Records excerpted from a collection
· · · · · · ·

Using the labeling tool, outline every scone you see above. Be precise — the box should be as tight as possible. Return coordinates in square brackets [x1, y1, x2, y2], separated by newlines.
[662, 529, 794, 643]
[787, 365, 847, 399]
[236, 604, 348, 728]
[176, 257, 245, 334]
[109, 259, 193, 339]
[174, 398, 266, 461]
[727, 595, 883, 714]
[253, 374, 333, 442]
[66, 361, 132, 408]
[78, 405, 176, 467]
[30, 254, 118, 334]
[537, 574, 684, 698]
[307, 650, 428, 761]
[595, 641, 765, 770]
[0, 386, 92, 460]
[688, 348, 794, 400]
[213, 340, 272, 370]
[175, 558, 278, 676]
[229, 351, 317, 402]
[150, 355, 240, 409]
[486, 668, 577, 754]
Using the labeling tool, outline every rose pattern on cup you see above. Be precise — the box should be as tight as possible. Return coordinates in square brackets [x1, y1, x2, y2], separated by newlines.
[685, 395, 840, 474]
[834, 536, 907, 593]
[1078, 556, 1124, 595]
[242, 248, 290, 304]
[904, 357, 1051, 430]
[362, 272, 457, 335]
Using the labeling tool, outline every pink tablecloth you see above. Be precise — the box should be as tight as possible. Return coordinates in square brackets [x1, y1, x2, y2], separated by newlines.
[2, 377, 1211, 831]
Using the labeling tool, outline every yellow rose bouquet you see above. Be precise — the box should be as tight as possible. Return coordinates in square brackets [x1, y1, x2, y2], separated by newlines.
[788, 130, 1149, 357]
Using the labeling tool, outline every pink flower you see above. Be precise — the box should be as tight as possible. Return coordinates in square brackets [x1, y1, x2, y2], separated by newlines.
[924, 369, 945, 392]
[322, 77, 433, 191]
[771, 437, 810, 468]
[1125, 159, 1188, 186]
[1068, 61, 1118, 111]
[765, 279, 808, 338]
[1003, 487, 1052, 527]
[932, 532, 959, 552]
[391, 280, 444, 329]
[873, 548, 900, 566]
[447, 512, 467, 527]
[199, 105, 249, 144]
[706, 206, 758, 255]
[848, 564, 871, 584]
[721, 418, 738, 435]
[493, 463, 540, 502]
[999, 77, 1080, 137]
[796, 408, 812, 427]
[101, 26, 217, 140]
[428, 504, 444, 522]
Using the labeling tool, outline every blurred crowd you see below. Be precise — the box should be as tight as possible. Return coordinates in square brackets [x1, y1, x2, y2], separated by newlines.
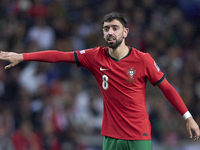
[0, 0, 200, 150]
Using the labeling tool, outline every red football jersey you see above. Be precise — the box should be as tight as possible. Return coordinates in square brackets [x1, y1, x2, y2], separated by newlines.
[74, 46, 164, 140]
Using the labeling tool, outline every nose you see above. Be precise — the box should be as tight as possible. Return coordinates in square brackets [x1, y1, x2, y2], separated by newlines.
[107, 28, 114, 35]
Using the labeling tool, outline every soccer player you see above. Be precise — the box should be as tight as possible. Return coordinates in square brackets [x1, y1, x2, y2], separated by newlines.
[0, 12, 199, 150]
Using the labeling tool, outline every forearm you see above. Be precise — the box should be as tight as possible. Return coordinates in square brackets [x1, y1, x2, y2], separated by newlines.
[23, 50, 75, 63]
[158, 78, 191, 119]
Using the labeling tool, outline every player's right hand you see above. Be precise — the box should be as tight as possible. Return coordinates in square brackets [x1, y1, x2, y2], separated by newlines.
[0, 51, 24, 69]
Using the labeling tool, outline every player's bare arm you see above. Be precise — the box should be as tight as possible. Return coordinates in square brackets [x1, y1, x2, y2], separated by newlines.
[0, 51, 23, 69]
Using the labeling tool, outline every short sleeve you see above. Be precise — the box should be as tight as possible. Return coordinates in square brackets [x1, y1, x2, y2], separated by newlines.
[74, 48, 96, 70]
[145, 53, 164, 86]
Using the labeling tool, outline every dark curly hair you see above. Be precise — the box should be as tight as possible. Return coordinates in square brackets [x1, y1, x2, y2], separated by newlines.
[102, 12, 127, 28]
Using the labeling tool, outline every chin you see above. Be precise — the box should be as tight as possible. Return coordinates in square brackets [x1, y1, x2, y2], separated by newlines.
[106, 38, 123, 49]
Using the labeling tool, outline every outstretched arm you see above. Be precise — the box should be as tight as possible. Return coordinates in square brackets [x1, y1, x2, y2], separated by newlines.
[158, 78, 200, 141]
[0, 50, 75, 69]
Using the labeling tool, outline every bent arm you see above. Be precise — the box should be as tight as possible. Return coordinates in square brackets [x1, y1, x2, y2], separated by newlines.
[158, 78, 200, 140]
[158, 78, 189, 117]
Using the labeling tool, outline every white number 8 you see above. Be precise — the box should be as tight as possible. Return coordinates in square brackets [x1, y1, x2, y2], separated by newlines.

· · · · · · ·

● WHAT TO WORK ON:
Excluding the images, return each record above precisely as written.

● TASK OUTPUT:
Using the labeling tool, outline every scone you see above. Be precise — the box should be as tight as possible. Return coordinates in square brackets [x1, y1, x2, y2], separated by newlines.
[662, 529, 794, 643]
[787, 365, 847, 399]
[236, 604, 348, 728]
[176, 257, 245, 334]
[109, 259, 193, 339]
[174, 398, 266, 461]
[727, 595, 883, 714]
[253, 374, 333, 442]
[66, 361, 132, 408]
[78, 405, 176, 467]
[30, 254, 118, 334]
[537, 574, 684, 698]
[307, 650, 428, 761]
[595, 641, 765, 770]
[0, 386, 92, 460]
[688, 348, 794, 400]
[213, 340, 272, 370]
[175, 558, 278, 676]
[229, 351, 317, 402]
[150, 355, 240, 409]
[486, 668, 577, 754]
Using the labeling tool, outline every rose pattern on cup you see above. Be precise — the box should be as tight as possible. Return coordinates in square brackets [x1, y1, x2, y2], separated by newlines.
[685, 395, 840, 474]
[834, 536, 907, 593]
[1078, 556, 1124, 595]
[242, 248, 290, 304]
[904, 357, 1051, 430]
[362, 272, 457, 335]
Using the labeling tool, outline every pink tablecloth you see above. Be precise — the box should be as tight as possible. Return coordinates in square brackets [x1, y1, x2, y2], separated by newlines.
[2, 377, 1211, 831]
Using the labeling tool, outline every yellow rose bouquet you see above. Be precise — the box should be as tight as possible. Return coordinates in square brackets [x1, y1, x2, y2], separated by newlines.
[788, 130, 1149, 357]
Using the labeling tool, outline every pink flower you see above. Be precise — the box should be as tight as possible. Return coordinates in square brackets [x1, y1, x2, y2], separated by newlines.
[924, 369, 945, 392]
[322, 77, 433, 191]
[771, 437, 810, 468]
[1125, 159, 1188, 186]
[1068, 61, 1118, 111]
[765, 279, 808, 338]
[1003, 487, 1052, 527]
[932, 532, 959, 552]
[391, 280, 444, 329]
[873, 548, 900, 566]
[447, 512, 467, 527]
[199, 105, 249, 144]
[706, 206, 758, 255]
[848, 564, 871, 584]
[721, 418, 738, 435]
[493, 463, 540, 502]
[999, 77, 1080, 137]
[796, 408, 812, 427]
[101, 26, 217, 140]
[428, 504, 444, 522]
Using the labeling tool, outline every blurred crowd you see below. Be precise — the box should be as tight as possible. Return coordinates in square brackets [x1, y1, x2, y2], separated by newlines.
[0, 0, 200, 150]
Using the labeling tool, outline every red football jersey you see above. Be precise — the box should be as tight as possible. Return coordinates in square brackets [x1, y1, x2, y2], separated by newlines.
[74, 46, 164, 140]
Using the labeling tool, outline every nose you see above. Be precise — the box should be as tight as possible. Return coordinates in square brackets [x1, y1, x2, y2], separated by newlines.
[107, 28, 114, 35]
Using the labeling tool, outline every soccer player you see above. Be precise — the box should be as tight as possible. Return coordinates in square brackets [x1, y1, x2, y2], separated by newlines.
[0, 12, 199, 150]
Using the labeling tool, outline every forearm you see above. Be precise — the box should be as tight as possible. Return coordinates in square brackets [x1, y1, x2, y2], separated by newlines.
[23, 50, 75, 63]
[158, 78, 191, 119]
Using the labeling tool, outline every player's right hand you see above. Be precise — the box should be as tight as possible. Return coordinates in square brackets [x1, y1, x2, y2], separated by newlines.
[0, 51, 24, 69]
Using the labeling tool, outline every player's bare arm you see above. Be precise — the box should be as tight as possible. Return coordinates in square brackets [x1, y1, x2, y2], separated by newlines.
[0, 51, 23, 69]
Using the labeling tool, outline every short sleeve you see above. Be precise — the box should be as tight as possible. Return coordinates in square brackets [x1, y1, x2, y2], separated by newlines.
[74, 48, 96, 70]
[145, 53, 164, 86]
Using the labeling tool, outline every dark curly hair you see above. Be precise — the box should be as tight as possible. Return coordinates in square brackets [x1, y1, x2, y2], separated by newlines.
[102, 12, 127, 28]
Using the labeling tool, outline every chin you see above. Be precise — the box should be as tight as possible. Return coordinates in square brackets [x1, y1, x2, y2], separated by newlines.
[106, 38, 123, 49]
Using the labeling tool, outline every outstretched arm you see above. Be precise — the box should be as tight as possible. Return coordinates in square brackets [x1, y1, x2, y2], separated by newlines.
[158, 78, 200, 141]
[0, 50, 75, 69]
Using the labeling tool, outline every bent arm you see above. Be precise — the box should be as tight as possible. Return coordinates in square brackets [x1, y1, x2, y2], separated by newlines.
[158, 78, 200, 140]
[158, 78, 189, 117]
Using the labeling tool, outline every white number 8 you see above. Be precise — the box should be as tight as possible. Return coordinates in square brackets [x1, y1, x2, y2], separated by newlines.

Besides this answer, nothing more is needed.